> [INSTRUCTIONS TO FOLLOW]:
In this exercise, the entries below include pictures. Repeat exactly the lines from the line with "Where can you see the baseball player" to the line with "Where can you see the baseball cleat", including both, but without the pictures.

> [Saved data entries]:
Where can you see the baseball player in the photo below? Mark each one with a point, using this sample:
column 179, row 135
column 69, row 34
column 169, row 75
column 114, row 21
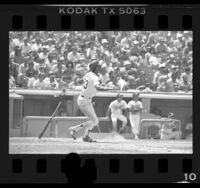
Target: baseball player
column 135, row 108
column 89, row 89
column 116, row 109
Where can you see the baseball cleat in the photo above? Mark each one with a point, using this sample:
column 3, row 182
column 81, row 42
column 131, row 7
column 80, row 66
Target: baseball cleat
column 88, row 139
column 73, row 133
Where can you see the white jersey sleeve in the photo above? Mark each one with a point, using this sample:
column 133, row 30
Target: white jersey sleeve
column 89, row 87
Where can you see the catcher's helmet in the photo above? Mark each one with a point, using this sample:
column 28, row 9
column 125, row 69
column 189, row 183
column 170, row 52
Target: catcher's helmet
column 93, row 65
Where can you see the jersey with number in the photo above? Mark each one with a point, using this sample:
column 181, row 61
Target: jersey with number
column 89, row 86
* * *
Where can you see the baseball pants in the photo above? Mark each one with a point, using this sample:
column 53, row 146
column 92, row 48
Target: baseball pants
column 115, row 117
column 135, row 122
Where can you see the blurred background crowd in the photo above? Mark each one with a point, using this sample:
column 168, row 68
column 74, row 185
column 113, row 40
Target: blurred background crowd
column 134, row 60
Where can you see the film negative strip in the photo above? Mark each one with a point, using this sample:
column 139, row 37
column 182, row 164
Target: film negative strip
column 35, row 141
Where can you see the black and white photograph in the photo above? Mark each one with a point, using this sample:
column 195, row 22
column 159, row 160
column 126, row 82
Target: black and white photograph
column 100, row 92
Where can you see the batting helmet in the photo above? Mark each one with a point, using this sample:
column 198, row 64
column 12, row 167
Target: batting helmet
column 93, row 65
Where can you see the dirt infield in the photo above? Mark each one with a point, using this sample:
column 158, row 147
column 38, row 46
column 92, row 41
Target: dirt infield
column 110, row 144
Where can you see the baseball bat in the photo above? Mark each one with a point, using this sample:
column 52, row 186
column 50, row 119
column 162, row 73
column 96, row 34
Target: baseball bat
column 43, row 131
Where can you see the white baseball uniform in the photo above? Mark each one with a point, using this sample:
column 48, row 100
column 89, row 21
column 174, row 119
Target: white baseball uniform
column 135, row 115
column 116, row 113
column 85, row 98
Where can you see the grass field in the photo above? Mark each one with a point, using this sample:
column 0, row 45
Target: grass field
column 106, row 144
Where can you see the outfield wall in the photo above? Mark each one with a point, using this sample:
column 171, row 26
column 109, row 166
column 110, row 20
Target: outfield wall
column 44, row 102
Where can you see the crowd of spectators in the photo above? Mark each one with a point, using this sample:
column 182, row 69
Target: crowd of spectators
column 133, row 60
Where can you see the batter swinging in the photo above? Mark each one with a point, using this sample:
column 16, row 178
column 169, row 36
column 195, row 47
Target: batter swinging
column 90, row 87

> [PROBLEM SOLUTION]:
Where can you see the baseball player in the photo below? Mark each one with a point, using this sample:
column 179, row 135
column 69, row 34
column 169, row 75
column 114, row 21
Target: baseball player
column 135, row 108
column 89, row 89
column 116, row 109
Where can you see the baseball cleat in the photo above? Mark each one with a point, using this sample:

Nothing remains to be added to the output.